__WHAT TO WORK ON__:
Reproduce every entry below word for word, omitting the pictures.

__EXTRACTED DATA__:
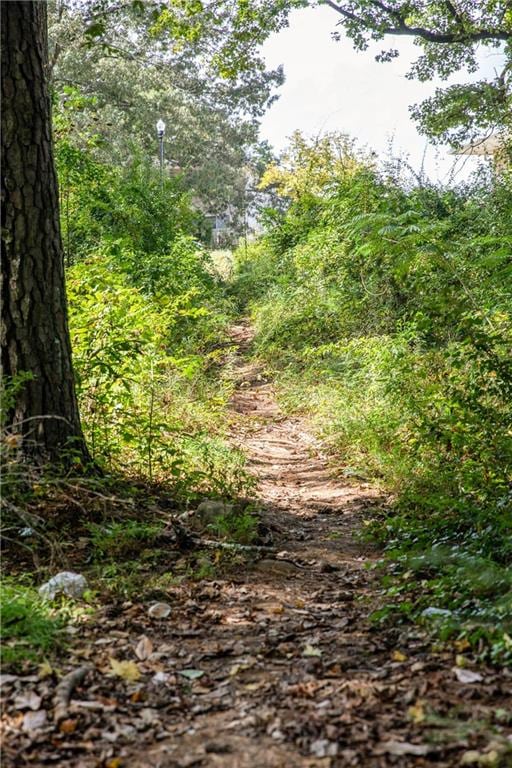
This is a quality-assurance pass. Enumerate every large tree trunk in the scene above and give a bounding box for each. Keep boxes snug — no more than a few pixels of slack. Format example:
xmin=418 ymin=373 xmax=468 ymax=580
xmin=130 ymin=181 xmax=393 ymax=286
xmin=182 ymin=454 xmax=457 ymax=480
xmin=1 ymin=0 xmax=87 ymax=459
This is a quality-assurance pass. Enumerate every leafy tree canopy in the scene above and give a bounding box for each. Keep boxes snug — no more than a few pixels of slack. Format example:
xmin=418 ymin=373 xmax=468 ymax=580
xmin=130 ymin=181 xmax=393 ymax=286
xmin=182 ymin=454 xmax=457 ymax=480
xmin=50 ymin=0 xmax=290 ymax=214
xmin=323 ymin=0 xmax=512 ymax=146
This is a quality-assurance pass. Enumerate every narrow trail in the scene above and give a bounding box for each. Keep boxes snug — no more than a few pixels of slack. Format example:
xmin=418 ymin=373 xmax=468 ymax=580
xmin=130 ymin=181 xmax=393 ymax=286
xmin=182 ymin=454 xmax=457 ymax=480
xmin=4 ymin=325 xmax=511 ymax=768
xmin=130 ymin=325 xmax=512 ymax=768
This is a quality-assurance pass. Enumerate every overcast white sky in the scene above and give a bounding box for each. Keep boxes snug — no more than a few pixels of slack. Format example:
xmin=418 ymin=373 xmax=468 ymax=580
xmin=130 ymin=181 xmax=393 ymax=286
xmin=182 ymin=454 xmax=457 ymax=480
xmin=262 ymin=7 xmax=499 ymax=180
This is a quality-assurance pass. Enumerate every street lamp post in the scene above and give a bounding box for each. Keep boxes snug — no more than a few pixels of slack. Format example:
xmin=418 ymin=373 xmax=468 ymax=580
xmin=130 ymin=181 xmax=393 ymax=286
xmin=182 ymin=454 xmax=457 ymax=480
xmin=156 ymin=118 xmax=165 ymax=191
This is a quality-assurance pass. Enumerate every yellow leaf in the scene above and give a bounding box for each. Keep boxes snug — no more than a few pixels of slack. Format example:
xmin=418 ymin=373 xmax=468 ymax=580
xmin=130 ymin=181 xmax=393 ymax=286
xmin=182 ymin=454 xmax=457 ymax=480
xmin=407 ymin=701 xmax=425 ymax=723
xmin=109 ymin=658 xmax=140 ymax=683
xmin=105 ymin=757 xmax=123 ymax=768
xmin=37 ymin=660 xmax=53 ymax=680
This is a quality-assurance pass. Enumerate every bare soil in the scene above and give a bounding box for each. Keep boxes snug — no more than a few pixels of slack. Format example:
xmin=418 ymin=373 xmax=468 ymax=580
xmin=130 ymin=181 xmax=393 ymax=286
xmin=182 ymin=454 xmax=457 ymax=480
xmin=4 ymin=326 xmax=512 ymax=768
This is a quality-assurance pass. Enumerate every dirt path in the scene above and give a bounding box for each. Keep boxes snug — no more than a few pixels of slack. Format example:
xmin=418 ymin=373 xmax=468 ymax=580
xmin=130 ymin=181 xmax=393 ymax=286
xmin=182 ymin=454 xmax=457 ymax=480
xmin=4 ymin=326 xmax=511 ymax=768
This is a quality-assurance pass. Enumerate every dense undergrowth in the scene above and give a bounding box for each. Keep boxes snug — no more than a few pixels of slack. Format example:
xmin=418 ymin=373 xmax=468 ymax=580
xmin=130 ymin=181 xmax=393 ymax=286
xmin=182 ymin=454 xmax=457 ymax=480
xmin=1 ymin=105 xmax=257 ymax=664
xmin=232 ymin=136 xmax=512 ymax=659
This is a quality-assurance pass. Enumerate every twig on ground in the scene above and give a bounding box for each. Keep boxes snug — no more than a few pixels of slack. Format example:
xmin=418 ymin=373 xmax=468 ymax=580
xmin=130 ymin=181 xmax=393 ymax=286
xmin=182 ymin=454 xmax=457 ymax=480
xmin=53 ymin=665 xmax=92 ymax=723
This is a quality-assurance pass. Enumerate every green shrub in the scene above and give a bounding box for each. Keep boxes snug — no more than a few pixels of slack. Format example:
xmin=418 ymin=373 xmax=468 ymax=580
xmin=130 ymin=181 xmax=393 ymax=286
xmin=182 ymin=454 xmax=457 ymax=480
xmin=0 ymin=579 xmax=64 ymax=665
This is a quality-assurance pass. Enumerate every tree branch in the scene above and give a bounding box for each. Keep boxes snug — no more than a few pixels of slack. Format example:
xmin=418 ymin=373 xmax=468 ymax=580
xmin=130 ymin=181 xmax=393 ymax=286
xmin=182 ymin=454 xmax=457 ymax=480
xmin=322 ymin=0 xmax=512 ymax=44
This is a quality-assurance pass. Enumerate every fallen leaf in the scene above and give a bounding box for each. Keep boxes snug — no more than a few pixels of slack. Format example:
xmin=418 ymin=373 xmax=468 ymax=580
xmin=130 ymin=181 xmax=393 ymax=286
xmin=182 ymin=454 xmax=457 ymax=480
xmin=130 ymin=691 xmax=145 ymax=704
xmin=37 ymin=660 xmax=53 ymax=680
xmin=148 ymin=603 xmax=171 ymax=619
xmin=302 ymin=643 xmax=322 ymax=656
xmin=407 ymin=701 xmax=425 ymax=723
xmin=59 ymin=719 xmax=78 ymax=733
xmin=14 ymin=691 xmax=42 ymax=711
xmin=109 ymin=658 xmax=140 ymax=683
xmin=452 ymin=667 xmax=483 ymax=684
xmin=135 ymin=635 xmax=153 ymax=661
xmin=180 ymin=669 xmax=204 ymax=680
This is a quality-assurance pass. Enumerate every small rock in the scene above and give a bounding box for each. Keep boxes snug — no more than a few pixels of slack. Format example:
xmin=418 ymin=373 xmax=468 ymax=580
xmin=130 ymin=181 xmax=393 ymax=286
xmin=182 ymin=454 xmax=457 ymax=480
xmin=309 ymin=739 xmax=338 ymax=757
xmin=38 ymin=571 xmax=87 ymax=600
xmin=256 ymin=560 xmax=299 ymax=576
xmin=23 ymin=709 xmax=47 ymax=733
xmin=376 ymin=741 xmax=435 ymax=757
xmin=421 ymin=606 xmax=452 ymax=619
xmin=452 ymin=667 xmax=483 ymax=684
xmin=148 ymin=603 xmax=171 ymax=619
xmin=194 ymin=501 xmax=233 ymax=527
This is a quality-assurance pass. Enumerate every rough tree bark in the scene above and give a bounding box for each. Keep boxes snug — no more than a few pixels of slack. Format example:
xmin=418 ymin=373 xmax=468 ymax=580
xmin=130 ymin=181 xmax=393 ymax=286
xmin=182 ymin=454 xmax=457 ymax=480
xmin=0 ymin=0 xmax=88 ymax=459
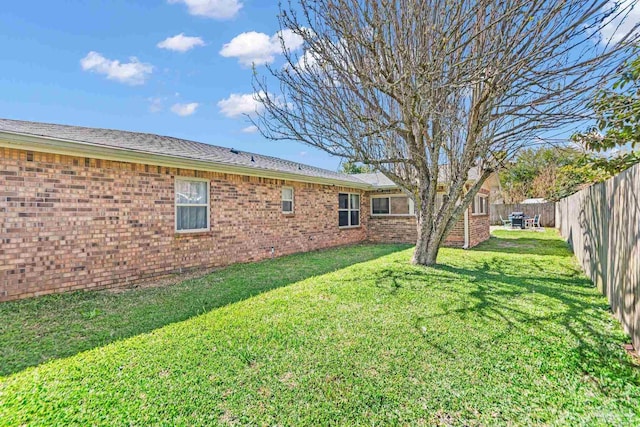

__TASK ANSWER__:
This is a quality-assurance pass. Enumerate every large tree trunk in the scene above and give a bounding box for each. Keep boxes snug — no more than a few pixels of slack. Format example:
xmin=418 ymin=373 xmax=468 ymax=580
xmin=130 ymin=181 xmax=393 ymax=286
xmin=182 ymin=454 xmax=457 ymax=480
xmin=1 ymin=0 xmax=87 ymax=459
This is a quality-assurance pass. Enumerate every leafy tree canopy in the scene above and give a bounding box for each. Keep boxes snug — no more than a few pixels of slack. Format example:
xmin=418 ymin=373 xmax=468 ymax=580
xmin=130 ymin=181 xmax=393 ymax=286
xmin=182 ymin=454 xmax=457 ymax=480
xmin=50 ymin=0 xmax=290 ymax=214
xmin=323 ymin=0 xmax=512 ymax=146
This is a quality-assurance pass. Enumerate every narrow trail in the scene above and give a bounding box for each. Keep boxes snug — no more than a few pixels of slack. Format example:
xmin=418 ymin=373 xmax=468 ymax=580
xmin=130 ymin=181 xmax=393 ymax=286
xmin=182 ymin=454 xmax=457 ymax=480
xmin=4 ymin=325 xmax=511 ymax=768
xmin=130 ymin=325 xmax=512 ymax=768
This is a quality-assurance pass. Enumerate every overcast white sky in the scene above and give a bounding box for each. Keep boxes snug — no more than a few pixels of slack. Format example:
xmin=418 ymin=373 xmax=468 ymax=580
xmin=130 ymin=181 xmax=393 ymax=286
xmin=182 ymin=454 xmax=457 ymax=480
xmin=262 ymin=7 xmax=499 ymax=180
This is a quality-assurance pass. Enumerate every street lamp post in the scene above and give a bounding box for each. Keep boxes snug — no more than a few pixels of slack. Format example:
xmin=418 ymin=373 xmax=468 ymax=580
xmin=130 ymin=181 xmax=393 ymax=286
xmin=182 ymin=454 xmax=457 ymax=480
xmin=156 ymin=118 xmax=165 ymax=191
This is a quality-assurance pass. Enumerate every yellow leaf in the scene above and give a bounding box for each. Keep boxes snug — no more than a few pixels of slack. Format example:
xmin=418 ymin=373 xmax=468 ymax=580
xmin=130 ymin=181 xmax=393 ymax=286
xmin=182 ymin=454 xmax=457 ymax=480
xmin=407 ymin=701 xmax=425 ymax=723
xmin=109 ymin=658 xmax=140 ymax=683
xmin=105 ymin=757 xmax=123 ymax=768
xmin=37 ymin=660 xmax=53 ymax=680
This is a quality-assurance pass. Enumerate every bare soil in the scene above and give a bounding box for each. Keep boxes snug — no more than a few pixels of slack. Format example:
xmin=418 ymin=373 xmax=468 ymax=580
xmin=130 ymin=181 xmax=393 ymax=286
xmin=182 ymin=454 xmax=457 ymax=480
xmin=4 ymin=326 xmax=512 ymax=768
This is a quality-assurance pass. Enumerate every dirt path in the scene above and give a bounding box for each. Keep boxes snug — no more than a few pixels of slack. Format example:
xmin=418 ymin=373 xmax=468 ymax=580
xmin=130 ymin=181 xmax=393 ymax=286
xmin=182 ymin=454 xmax=457 ymax=480
xmin=4 ymin=326 xmax=511 ymax=768
This is a quality-assurance pass. Enumerate every dense undergrowth in the scene above and give a bounding box for each. Keep boxes snug — no more than a few pixels of slack. Format example:
xmin=418 ymin=373 xmax=468 ymax=580
xmin=130 ymin=181 xmax=393 ymax=286
xmin=182 ymin=454 xmax=457 ymax=480
xmin=1 ymin=105 xmax=257 ymax=664
xmin=232 ymin=136 xmax=512 ymax=659
This is a quality-assurance pass. Enumerate every twig on ground in the scene above and give a bounding box for each. Keep boxes snug — no more than a few pixels of slack. Format example:
xmin=418 ymin=373 xmax=468 ymax=580
xmin=130 ymin=181 xmax=393 ymax=286
xmin=182 ymin=454 xmax=457 ymax=480
xmin=53 ymin=665 xmax=92 ymax=723
This is a quality-assurance pass. Enumerate every green shrub in the scene above and give a bounding box for each. Keep boxes snug — no more than a few pixels of slack. Format example:
xmin=418 ymin=373 xmax=468 ymax=580
xmin=130 ymin=181 xmax=393 ymax=286
xmin=182 ymin=454 xmax=457 ymax=480
xmin=0 ymin=579 xmax=64 ymax=665
This is a quality-assurance pass. Enumerate every tree branch in the scene above and give a bounding box for each. Keep boxes snug — no more than a few pixels of slack. Format example:
xmin=418 ymin=373 xmax=468 ymax=580
xmin=130 ymin=181 xmax=393 ymax=286
xmin=182 ymin=454 xmax=457 ymax=480
xmin=322 ymin=0 xmax=512 ymax=44
This is a quality-assurance pass. Enumerate every fallen leaf in the scene above and give a bounding box for each. Keep boxes snug — no more than a few pixels of slack. Format example:
xmin=418 ymin=373 xmax=468 ymax=580
xmin=130 ymin=181 xmax=393 ymax=286
xmin=182 ymin=454 xmax=457 ymax=480
xmin=130 ymin=691 xmax=145 ymax=704
xmin=37 ymin=660 xmax=53 ymax=680
xmin=148 ymin=603 xmax=171 ymax=619
xmin=302 ymin=643 xmax=322 ymax=656
xmin=407 ymin=701 xmax=425 ymax=723
xmin=59 ymin=719 xmax=78 ymax=733
xmin=14 ymin=691 xmax=42 ymax=711
xmin=109 ymin=658 xmax=140 ymax=683
xmin=452 ymin=667 xmax=483 ymax=684
xmin=135 ymin=635 xmax=153 ymax=661
xmin=180 ymin=669 xmax=204 ymax=680
This is a quality-assurance pass. Enumerate every small rock in the scene above and give a bounding box for each. Keep boxes snug — no more than a few pixels of slack. Format example:
xmin=418 ymin=373 xmax=468 ymax=580
xmin=130 ymin=181 xmax=393 ymax=286
xmin=182 ymin=454 xmax=457 ymax=480
xmin=309 ymin=739 xmax=338 ymax=757
xmin=38 ymin=571 xmax=87 ymax=600
xmin=256 ymin=560 xmax=299 ymax=576
xmin=23 ymin=709 xmax=47 ymax=733
xmin=376 ymin=741 xmax=435 ymax=757
xmin=421 ymin=606 xmax=452 ymax=619
xmin=452 ymin=667 xmax=483 ymax=684
xmin=148 ymin=603 xmax=171 ymax=619
xmin=194 ymin=501 xmax=233 ymax=527
This is a quality-assurance pass. Enumerate every rough tree bark in the scene above and give a bounding box for each. Keep boxes snug — no more than a few pixels of slack. Format example:
xmin=418 ymin=373 xmax=468 ymax=580
xmin=130 ymin=181 xmax=393 ymax=286
xmin=182 ymin=454 xmax=457 ymax=480
xmin=0 ymin=0 xmax=88 ymax=459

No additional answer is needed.